→ Dataset:

━━━━

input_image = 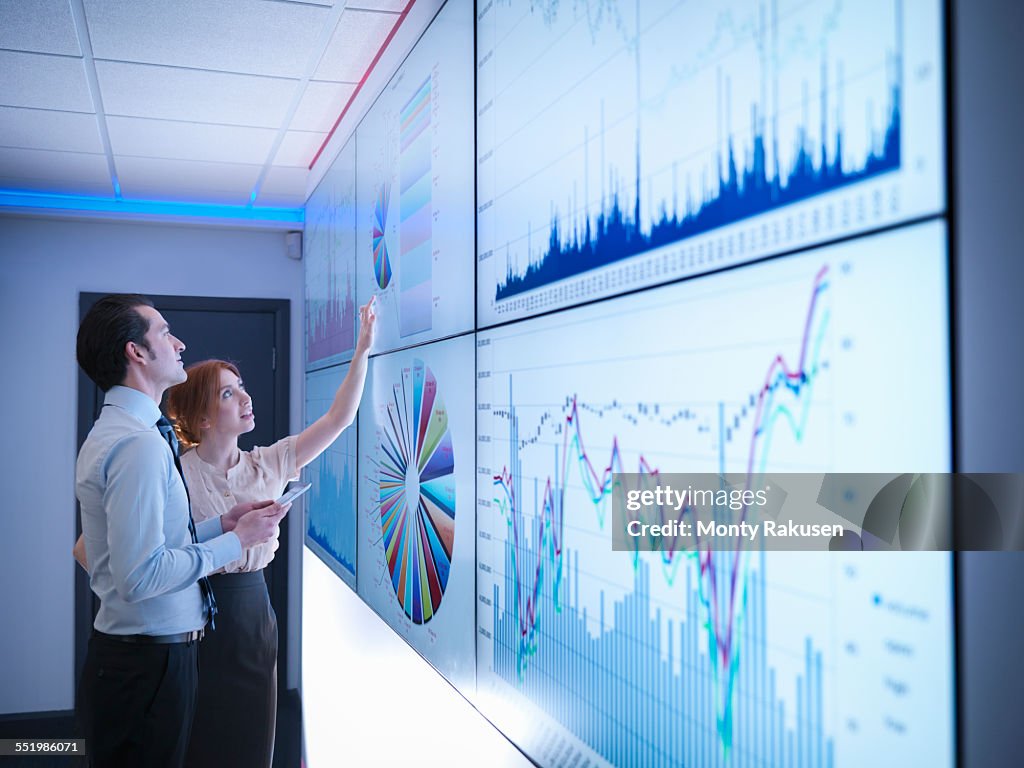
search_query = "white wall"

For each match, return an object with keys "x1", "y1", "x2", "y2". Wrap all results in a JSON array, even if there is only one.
[{"x1": 0, "y1": 211, "x2": 303, "y2": 715}]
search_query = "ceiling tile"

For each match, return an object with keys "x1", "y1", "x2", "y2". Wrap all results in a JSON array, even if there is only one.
[
  {"x1": 85, "y1": 0, "x2": 331, "y2": 78},
  {"x1": 0, "y1": 175, "x2": 114, "y2": 200},
  {"x1": 96, "y1": 61, "x2": 299, "y2": 128},
  {"x1": 256, "y1": 191, "x2": 306, "y2": 208},
  {"x1": 115, "y1": 157, "x2": 261, "y2": 205},
  {"x1": 0, "y1": 0, "x2": 82, "y2": 56},
  {"x1": 345, "y1": 0, "x2": 409, "y2": 13},
  {"x1": 0, "y1": 50, "x2": 93, "y2": 112},
  {"x1": 0, "y1": 147, "x2": 111, "y2": 193},
  {"x1": 273, "y1": 131, "x2": 327, "y2": 168},
  {"x1": 289, "y1": 80, "x2": 355, "y2": 132},
  {"x1": 259, "y1": 165, "x2": 309, "y2": 198},
  {"x1": 106, "y1": 117, "x2": 278, "y2": 165},
  {"x1": 315, "y1": 8, "x2": 398, "y2": 83},
  {"x1": 0, "y1": 106, "x2": 103, "y2": 155}
]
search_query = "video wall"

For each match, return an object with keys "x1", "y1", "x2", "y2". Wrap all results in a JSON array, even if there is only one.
[{"x1": 305, "y1": 0, "x2": 955, "y2": 766}]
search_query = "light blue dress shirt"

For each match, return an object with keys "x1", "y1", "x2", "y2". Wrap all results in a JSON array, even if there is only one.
[{"x1": 75, "y1": 386, "x2": 242, "y2": 635}]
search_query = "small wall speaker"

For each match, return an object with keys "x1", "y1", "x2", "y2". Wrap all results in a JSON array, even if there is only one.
[{"x1": 285, "y1": 232, "x2": 302, "y2": 261}]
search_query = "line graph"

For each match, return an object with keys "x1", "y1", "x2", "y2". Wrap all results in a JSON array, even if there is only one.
[
  {"x1": 477, "y1": 219, "x2": 951, "y2": 766},
  {"x1": 477, "y1": 0, "x2": 942, "y2": 325},
  {"x1": 303, "y1": 141, "x2": 355, "y2": 371},
  {"x1": 303, "y1": 365, "x2": 357, "y2": 589}
]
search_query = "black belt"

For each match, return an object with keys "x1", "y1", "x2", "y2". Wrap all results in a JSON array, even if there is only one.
[{"x1": 92, "y1": 630, "x2": 204, "y2": 645}]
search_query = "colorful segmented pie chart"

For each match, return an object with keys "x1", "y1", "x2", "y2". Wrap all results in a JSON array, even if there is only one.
[
  {"x1": 374, "y1": 182, "x2": 391, "y2": 290},
  {"x1": 378, "y1": 359, "x2": 455, "y2": 624}
]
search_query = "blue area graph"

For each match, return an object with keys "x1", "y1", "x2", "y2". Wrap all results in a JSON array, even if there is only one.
[
  {"x1": 495, "y1": 70, "x2": 900, "y2": 300},
  {"x1": 477, "y1": 0, "x2": 944, "y2": 326},
  {"x1": 303, "y1": 365, "x2": 357, "y2": 589}
]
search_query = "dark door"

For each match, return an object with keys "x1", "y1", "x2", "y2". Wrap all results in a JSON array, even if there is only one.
[{"x1": 75, "y1": 293, "x2": 290, "y2": 753}]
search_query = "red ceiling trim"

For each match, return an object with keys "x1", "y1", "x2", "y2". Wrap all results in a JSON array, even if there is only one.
[{"x1": 308, "y1": 0, "x2": 416, "y2": 171}]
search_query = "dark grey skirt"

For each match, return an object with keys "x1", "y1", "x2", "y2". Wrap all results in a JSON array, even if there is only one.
[{"x1": 185, "y1": 570, "x2": 278, "y2": 768}]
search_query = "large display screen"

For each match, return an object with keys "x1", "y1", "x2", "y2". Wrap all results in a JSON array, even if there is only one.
[
  {"x1": 358, "y1": 335, "x2": 476, "y2": 691},
  {"x1": 303, "y1": 0, "x2": 956, "y2": 768},
  {"x1": 477, "y1": 222, "x2": 953, "y2": 766},
  {"x1": 302, "y1": 139, "x2": 356, "y2": 371},
  {"x1": 354, "y1": 2, "x2": 474, "y2": 352},
  {"x1": 303, "y1": 365, "x2": 357, "y2": 589},
  {"x1": 476, "y1": 0, "x2": 945, "y2": 326}
]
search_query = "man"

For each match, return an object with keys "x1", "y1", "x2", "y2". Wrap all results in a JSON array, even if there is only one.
[{"x1": 76, "y1": 295, "x2": 288, "y2": 767}]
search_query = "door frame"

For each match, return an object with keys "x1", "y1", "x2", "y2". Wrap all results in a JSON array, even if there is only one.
[{"x1": 72, "y1": 291, "x2": 292, "y2": 706}]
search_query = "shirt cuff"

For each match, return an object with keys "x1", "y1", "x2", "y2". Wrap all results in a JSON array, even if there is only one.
[
  {"x1": 203, "y1": 531, "x2": 242, "y2": 571},
  {"x1": 196, "y1": 515, "x2": 224, "y2": 544}
]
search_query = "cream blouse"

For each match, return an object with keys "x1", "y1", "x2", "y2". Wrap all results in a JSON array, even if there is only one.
[{"x1": 181, "y1": 435, "x2": 299, "y2": 573}]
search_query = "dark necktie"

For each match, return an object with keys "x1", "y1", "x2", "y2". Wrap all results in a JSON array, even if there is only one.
[{"x1": 157, "y1": 416, "x2": 217, "y2": 630}]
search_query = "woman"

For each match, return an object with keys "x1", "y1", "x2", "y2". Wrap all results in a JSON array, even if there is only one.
[{"x1": 167, "y1": 299, "x2": 376, "y2": 768}]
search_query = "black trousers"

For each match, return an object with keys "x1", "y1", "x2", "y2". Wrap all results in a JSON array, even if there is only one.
[
  {"x1": 76, "y1": 637, "x2": 199, "y2": 768},
  {"x1": 185, "y1": 570, "x2": 278, "y2": 768}
]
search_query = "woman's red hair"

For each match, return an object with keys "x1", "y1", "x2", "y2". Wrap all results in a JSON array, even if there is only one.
[{"x1": 167, "y1": 360, "x2": 242, "y2": 447}]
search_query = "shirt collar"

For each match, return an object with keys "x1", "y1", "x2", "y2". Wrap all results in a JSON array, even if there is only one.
[{"x1": 103, "y1": 384, "x2": 161, "y2": 427}]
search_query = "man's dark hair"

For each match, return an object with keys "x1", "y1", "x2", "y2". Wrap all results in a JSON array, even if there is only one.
[{"x1": 77, "y1": 294, "x2": 153, "y2": 392}]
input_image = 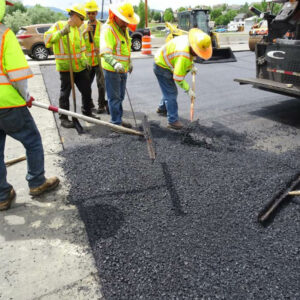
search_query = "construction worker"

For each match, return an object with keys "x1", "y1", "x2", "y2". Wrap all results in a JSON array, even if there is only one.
[
  {"x1": 153, "y1": 28, "x2": 212, "y2": 129},
  {"x1": 0, "y1": 0, "x2": 59, "y2": 211},
  {"x1": 44, "y1": 4, "x2": 95, "y2": 128},
  {"x1": 100, "y1": 3, "x2": 139, "y2": 128},
  {"x1": 83, "y1": 0, "x2": 108, "y2": 114}
]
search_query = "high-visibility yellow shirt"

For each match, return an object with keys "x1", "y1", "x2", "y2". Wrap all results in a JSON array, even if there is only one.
[
  {"x1": 82, "y1": 21, "x2": 102, "y2": 66},
  {"x1": 100, "y1": 21, "x2": 131, "y2": 72},
  {"x1": 44, "y1": 21, "x2": 87, "y2": 72},
  {"x1": 0, "y1": 23, "x2": 33, "y2": 109},
  {"x1": 154, "y1": 35, "x2": 193, "y2": 90}
]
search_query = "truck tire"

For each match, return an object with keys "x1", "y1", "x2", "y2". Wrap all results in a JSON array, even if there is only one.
[
  {"x1": 131, "y1": 37, "x2": 142, "y2": 51},
  {"x1": 32, "y1": 45, "x2": 49, "y2": 60}
]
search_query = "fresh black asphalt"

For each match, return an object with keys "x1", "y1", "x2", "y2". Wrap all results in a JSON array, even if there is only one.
[{"x1": 42, "y1": 54, "x2": 300, "y2": 300}]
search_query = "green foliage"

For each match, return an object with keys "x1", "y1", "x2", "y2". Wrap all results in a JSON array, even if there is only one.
[
  {"x1": 210, "y1": 8, "x2": 222, "y2": 21},
  {"x1": 27, "y1": 4, "x2": 66, "y2": 24},
  {"x1": 177, "y1": 6, "x2": 187, "y2": 12},
  {"x1": 5, "y1": 1, "x2": 27, "y2": 15},
  {"x1": 3, "y1": 10, "x2": 31, "y2": 33},
  {"x1": 164, "y1": 8, "x2": 174, "y2": 22},
  {"x1": 153, "y1": 11, "x2": 161, "y2": 22}
]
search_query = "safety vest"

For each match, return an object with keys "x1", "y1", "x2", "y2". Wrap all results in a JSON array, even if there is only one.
[
  {"x1": 100, "y1": 21, "x2": 131, "y2": 72},
  {"x1": 154, "y1": 35, "x2": 193, "y2": 81},
  {"x1": 83, "y1": 21, "x2": 102, "y2": 66},
  {"x1": 0, "y1": 23, "x2": 33, "y2": 109},
  {"x1": 44, "y1": 21, "x2": 87, "y2": 72}
]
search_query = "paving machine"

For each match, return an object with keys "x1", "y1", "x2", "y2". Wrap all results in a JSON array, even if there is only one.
[
  {"x1": 166, "y1": 9, "x2": 236, "y2": 63},
  {"x1": 235, "y1": 0, "x2": 300, "y2": 98}
]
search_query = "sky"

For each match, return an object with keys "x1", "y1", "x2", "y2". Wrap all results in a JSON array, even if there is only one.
[{"x1": 21, "y1": 0, "x2": 246, "y2": 10}]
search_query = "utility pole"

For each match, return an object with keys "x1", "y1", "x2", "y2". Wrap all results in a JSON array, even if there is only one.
[{"x1": 145, "y1": 0, "x2": 148, "y2": 27}]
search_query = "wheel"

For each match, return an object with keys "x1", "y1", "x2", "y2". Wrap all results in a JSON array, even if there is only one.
[
  {"x1": 32, "y1": 45, "x2": 49, "y2": 60},
  {"x1": 131, "y1": 38, "x2": 142, "y2": 51}
]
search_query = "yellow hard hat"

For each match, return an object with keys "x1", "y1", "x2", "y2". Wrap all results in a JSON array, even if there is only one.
[
  {"x1": 66, "y1": 4, "x2": 86, "y2": 18},
  {"x1": 85, "y1": 0, "x2": 99, "y2": 11},
  {"x1": 109, "y1": 2, "x2": 140, "y2": 25},
  {"x1": 189, "y1": 28, "x2": 212, "y2": 60}
]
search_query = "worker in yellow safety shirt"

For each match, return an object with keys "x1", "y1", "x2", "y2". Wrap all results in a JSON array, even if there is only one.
[
  {"x1": 100, "y1": 2, "x2": 139, "y2": 128},
  {"x1": 83, "y1": 0, "x2": 108, "y2": 114},
  {"x1": 44, "y1": 4, "x2": 95, "y2": 128},
  {"x1": 154, "y1": 28, "x2": 212, "y2": 129},
  {"x1": 0, "y1": 0, "x2": 59, "y2": 211}
]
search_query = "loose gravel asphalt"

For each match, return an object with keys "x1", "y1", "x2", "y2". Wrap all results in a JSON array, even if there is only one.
[{"x1": 42, "y1": 52, "x2": 300, "y2": 300}]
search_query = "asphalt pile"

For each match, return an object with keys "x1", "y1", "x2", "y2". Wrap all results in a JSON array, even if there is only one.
[{"x1": 63, "y1": 123, "x2": 300, "y2": 300}]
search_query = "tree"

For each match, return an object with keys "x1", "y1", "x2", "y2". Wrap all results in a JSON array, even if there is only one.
[
  {"x1": 27, "y1": 4, "x2": 67, "y2": 24},
  {"x1": 177, "y1": 6, "x2": 187, "y2": 12},
  {"x1": 5, "y1": 1, "x2": 27, "y2": 15},
  {"x1": 210, "y1": 8, "x2": 222, "y2": 21},
  {"x1": 3, "y1": 10, "x2": 31, "y2": 33},
  {"x1": 164, "y1": 8, "x2": 174, "y2": 22}
]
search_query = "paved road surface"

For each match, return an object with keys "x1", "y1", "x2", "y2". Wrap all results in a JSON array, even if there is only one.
[{"x1": 42, "y1": 52, "x2": 300, "y2": 300}]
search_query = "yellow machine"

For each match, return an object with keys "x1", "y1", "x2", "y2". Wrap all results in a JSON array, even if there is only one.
[{"x1": 166, "y1": 9, "x2": 236, "y2": 63}]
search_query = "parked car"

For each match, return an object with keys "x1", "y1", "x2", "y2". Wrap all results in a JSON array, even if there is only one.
[
  {"x1": 129, "y1": 28, "x2": 151, "y2": 51},
  {"x1": 17, "y1": 24, "x2": 53, "y2": 60}
]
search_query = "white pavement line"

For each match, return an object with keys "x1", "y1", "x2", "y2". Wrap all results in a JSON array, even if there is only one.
[{"x1": 0, "y1": 65, "x2": 102, "y2": 300}]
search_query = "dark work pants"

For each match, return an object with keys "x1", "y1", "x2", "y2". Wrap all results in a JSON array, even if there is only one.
[
  {"x1": 89, "y1": 65, "x2": 106, "y2": 108},
  {"x1": 59, "y1": 69, "x2": 92, "y2": 118}
]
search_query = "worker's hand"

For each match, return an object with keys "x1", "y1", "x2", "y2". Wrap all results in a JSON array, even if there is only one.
[
  {"x1": 26, "y1": 96, "x2": 34, "y2": 107},
  {"x1": 60, "y1": 24, "x2": 70, "y2": 36},
  {"x1": 188, "y1": 88, "x2": 196, "y2": 98},
  {"x1": 191, "y1": 65, "x2": 198, "y2": 75},
  {"x1": 114, "y1": 63, "x2": 125, "y2": 73},
  {"x1": 128, "y1": 61, "x2": 133, "y2": 74}
]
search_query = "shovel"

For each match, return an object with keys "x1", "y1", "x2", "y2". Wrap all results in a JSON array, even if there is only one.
[{"x1": 67, "y1": 34, "x2": 84, "y2": 134}]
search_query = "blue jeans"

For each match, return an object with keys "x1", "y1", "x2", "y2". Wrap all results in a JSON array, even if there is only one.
[
  {"x1": 103, "y1": 70, "x2": 127, "y2": 125},
  {"x1": 0, "y1": 106, "x2": 46, "y2": 201},
  {"x1": 153, "y1": 64, "x2": 178, "y2": 123}
]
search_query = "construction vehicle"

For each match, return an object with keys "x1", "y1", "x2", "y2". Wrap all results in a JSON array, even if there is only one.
[
  {"x1": 166, "y1": 9, "x2": 236, "y2": 63},
  {"x1": 235, "y1": 0, "x2": 300, "y2": 98}
]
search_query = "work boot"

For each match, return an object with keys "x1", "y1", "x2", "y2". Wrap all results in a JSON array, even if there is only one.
[
  {"x1": 156, "y1": 108, "x2": 167, "y2": 117},
  {"x1": 29, "y1": 177, "x2": 59, "y2": 196},
  {"x1": 121, "y1": 122, "x2": 132, "y2": 128},
  {"x1": 60, "y1": 118, "x2": 75, "y2": 128},
  {"x1": 167, "y1": 121, "x2": 183, "y2": 130},
  {"x1": 96, "y1": 106, "x2": 106, "y2": 114},
  {"x1": 0, "y1": 188, "x2": 16, "y2": 211}
]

━━━━

→ Instruction:
How many lines in the rows above contain the string "black"? Reply with the number only.

→ Exercise result:
3